═══ Extract to read ═══

Siviilipalvelus begins with a one-month training period at the Siviilipalveluskeskus (Lapinjärvi Educational Center) in Lapinjärvi and continues with approximately 11 months of work duties at an approved non-profit organization or ministry or other government entity. A person cannot perform this service for a political party or trade union or a location from which they are earning income.

=== Benefits ===
Siviilipalveluskeskus provides for housing and food during the training-period.

Housing arrangements are paid or arranged for during work duties by either KELA or the entity where the person is performing their service.

The entity is responsible for paying a food allowance (or providing meals on-site) and daily allowance money to the person performing their service.

18 personal vacation days are provided by law, in addition to 20 days performance vacation days (kuntoisuusloma) may be provided at the entity's discretion. Generally three performance vacation days are given during the training period if an entity where service can be performed has been located beforehand. If needed, 12 days of paternity leave can be provided.

=== Interruption ===
A person may request up to 180 days of personal leave (HSL-loma), but this is not counted into the service period. This is generally granted on a case per case basis.

A person may also be either freed or deferred for three years on medical grounds (C or E class).

=== Discipline ===
If a person completing alternative service does not perform their work duties, the following consequences may occur:
1. Written warning
2. Extension of work duties (at most 4 hours during 5 days)
3. Loss of daily allowance money (at most twice, for 30 days maximum)
4. Loss of personal holidays (at most 4 days per time)
A repeated offense will result in a prison sentence equal in length to half of the remaining service time. This, however, is not marked on a person's criminal record.

=== Service and for-profit work ===
A person undergoing siviilipalvelus is fully permitted to be employed in a company while doing service, but he/she may not engage in both siviilipalvelus and for-profit work at the same company/entity. For-profit work is restricted to free time from siviilipalvelus. Finnish law forbids companies from firing employees merely because they have started siviilipalvelus, although it does not force companies to renew fixed-term contracts, which is a common occurrence.

═══ Records shown ═══

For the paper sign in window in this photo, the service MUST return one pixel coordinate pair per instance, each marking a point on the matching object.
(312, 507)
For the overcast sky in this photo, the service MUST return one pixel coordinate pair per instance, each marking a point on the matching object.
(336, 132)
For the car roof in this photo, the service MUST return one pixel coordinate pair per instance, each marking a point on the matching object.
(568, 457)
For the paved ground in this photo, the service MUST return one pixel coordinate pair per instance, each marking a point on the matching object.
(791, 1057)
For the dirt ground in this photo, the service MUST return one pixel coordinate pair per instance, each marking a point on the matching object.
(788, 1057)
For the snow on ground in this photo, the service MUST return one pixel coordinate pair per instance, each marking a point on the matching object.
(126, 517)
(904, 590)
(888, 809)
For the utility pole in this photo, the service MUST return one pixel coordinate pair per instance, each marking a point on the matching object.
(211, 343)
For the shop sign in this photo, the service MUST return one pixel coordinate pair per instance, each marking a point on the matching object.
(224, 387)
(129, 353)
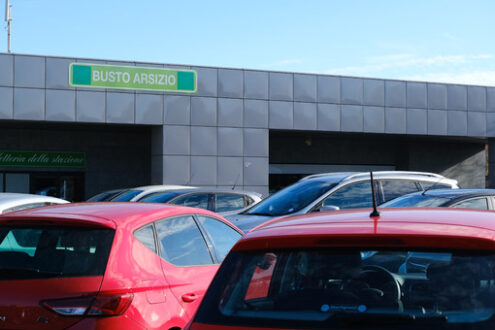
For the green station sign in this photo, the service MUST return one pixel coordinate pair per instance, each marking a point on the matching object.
(132, 77)
(42, 159)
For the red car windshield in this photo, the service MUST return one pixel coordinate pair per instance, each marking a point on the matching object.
(35, 252)
(342, 288)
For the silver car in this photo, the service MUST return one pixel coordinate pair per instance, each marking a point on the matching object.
(15, 201)
(222, 201)
(336, 191)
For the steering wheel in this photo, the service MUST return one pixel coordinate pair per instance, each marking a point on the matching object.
(380, 278)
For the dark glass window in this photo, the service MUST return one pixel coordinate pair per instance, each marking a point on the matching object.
(181, 242)
(320, 288)
(222, 235)
(159, 197)
(353, 196)
(25, 206)
(229, 202)
(395, 188)
(126, 196)
(293, 198)
(145, 235)
(46, 252)
(195, 200)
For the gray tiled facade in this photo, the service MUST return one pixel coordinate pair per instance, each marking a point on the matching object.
(219, 135)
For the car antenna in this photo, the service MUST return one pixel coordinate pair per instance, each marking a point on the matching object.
(236, 180)
(431, 186)
(375, 212)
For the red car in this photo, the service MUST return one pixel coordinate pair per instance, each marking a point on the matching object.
(108, 265)
(403, 269)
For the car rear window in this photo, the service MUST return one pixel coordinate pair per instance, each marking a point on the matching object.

═══

Copy word for word the stretch from "18 personal vacation" through "or E class)." in the siviilipalvelus text above.

-- Problem solution --
18 personal vacation days are provided by law, in addition to 20 days performance vacation days (kuntoisuusloma) may be provided at the entity's discretion. Generally three performance vacation days are given during the training period if an entity where service can be performed has been located beforehand. If needed, 12 days of paternity leave can be provided.

=== Interruption ===
A person may request up to 180 days of personal leave (HSL-loma), but this is not counted into the service period. This is generally granted on a case per case basis.

A person may also be either freed or deferred for three years on medical grounds (C or E class).